------ PASSAGE SHOWN

A couple of weeks ago i raised a question on twitter if someone had a recommendation regarding a free vSphere monitoring tool. I received quite a lot of answers but not that many fulfilled my customer requirements:
- Free of charge.
- Must be able to monitor the virtual machine virtual hard disk utilization e.g. only 10% free space left on the device.
- Must be available for commercial purposes.
- E-mail notification must be included.
My customer runs VMware vSphere 5.1 and that is the only information i’ll include in this blog post about my customer. I’ll not e.g. discuss their monitoring solution before the new solution was implemented.
I decided to try Veeam One Free Edition 6.5 that can be downloaded here. I’ll cover the alarm definition section of the monitoring part of Veeam One in this blog post meaning the Reporting part of Veeam One is not mentioned at all.
The installation of Veeam One free edition is really simple, just follow the Veeam deployment guide that can be downloaded here. We decided to use a MSSQL 2008 database hosted on a separate system instead of using the SQL Server 2008 R2 Express included in the installation package.

------------
------ GIVEN INFORMATION

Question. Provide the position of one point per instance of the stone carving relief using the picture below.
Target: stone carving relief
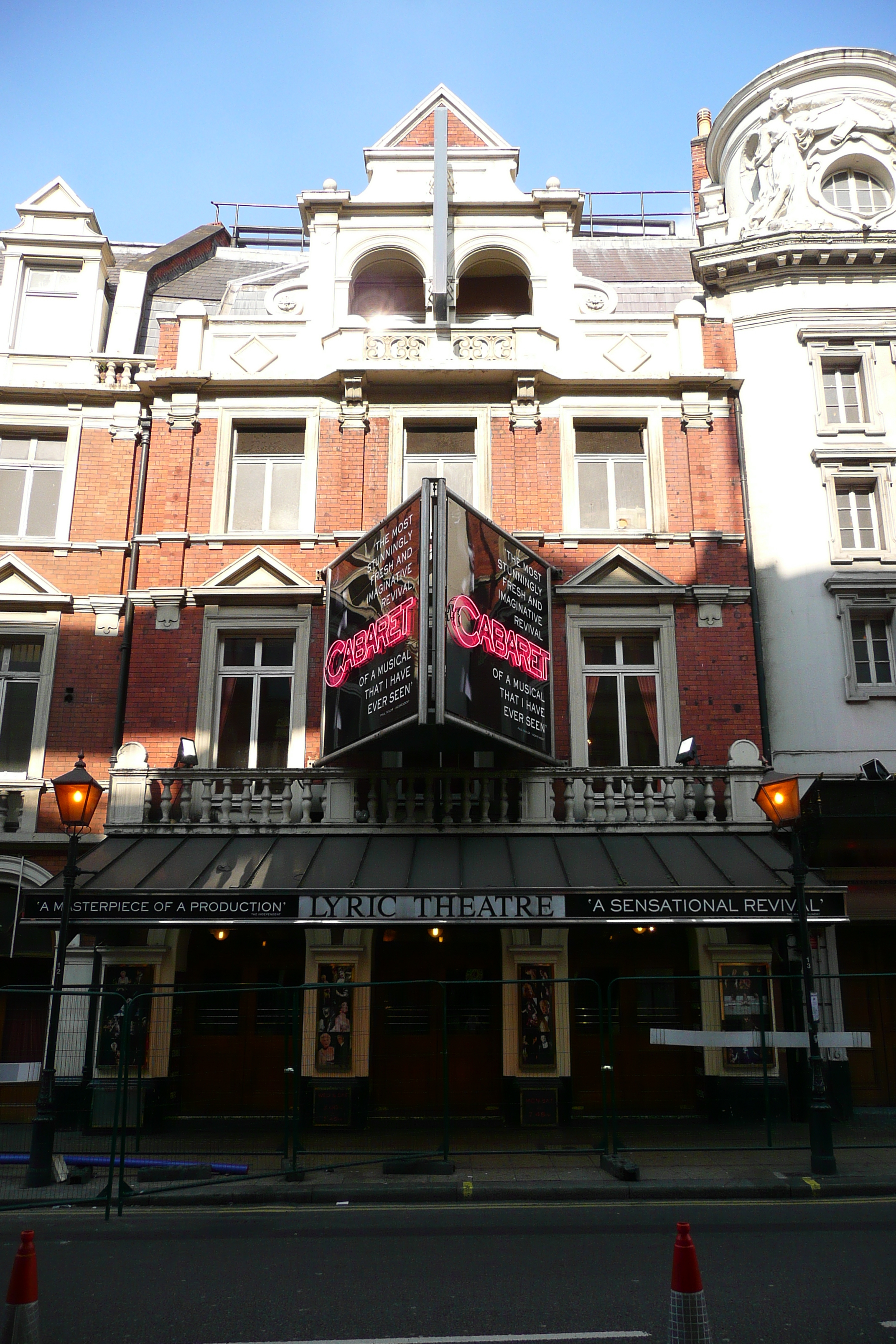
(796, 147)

------------
------ GIVEN INFORMATION

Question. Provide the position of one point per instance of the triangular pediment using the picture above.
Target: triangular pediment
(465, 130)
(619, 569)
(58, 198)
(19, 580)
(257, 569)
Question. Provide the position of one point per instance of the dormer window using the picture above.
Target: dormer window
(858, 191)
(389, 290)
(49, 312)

------------
------ GIVEN INFORMATION

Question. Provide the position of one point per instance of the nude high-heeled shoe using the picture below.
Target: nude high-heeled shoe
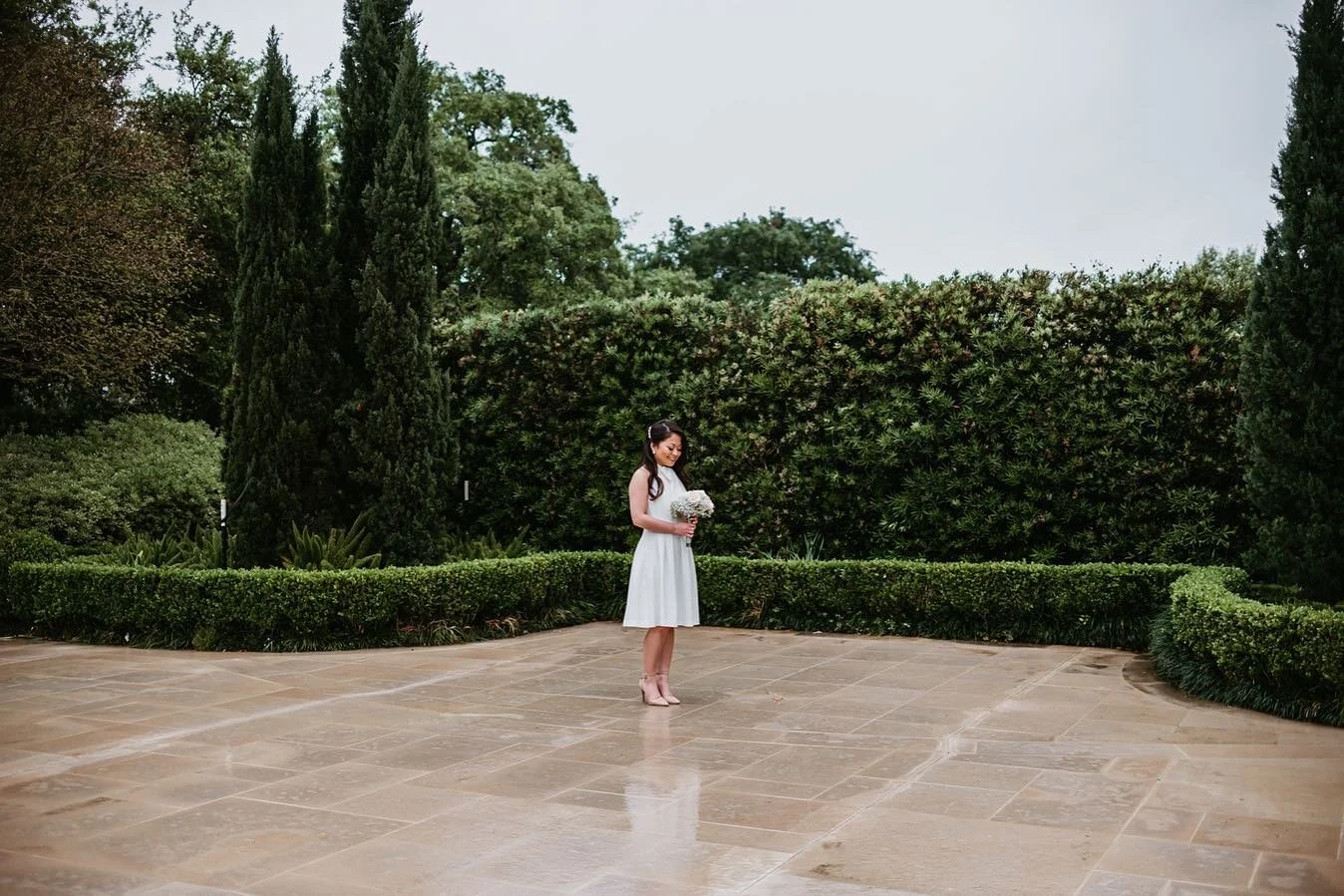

------------

### DIRECTIONS
A – In the blog post about Veeam One above, why does the author say the Reporting part of Veeam One goes unmentioned? Answer in one to three sentences.
B – According to the blog post about Veeam One, which version of VMware vSphere does the customer run?
C – List every customer requirement for the monitoring tool given in the blog post about Veeam One.

### LIST OF SOLUTIONS
A – The post covers only the alarm definition section of Veeam One's monitoring part, so the Reporting part is left out entirely.

B – VMware vSphere 5.1.

C –
- Free of charge.
- Able to monitor virtual machine virtual hard disk utilization (e.g. only 10% free space left on the device).
- Available for commercial purposes.
- E-mail notification included.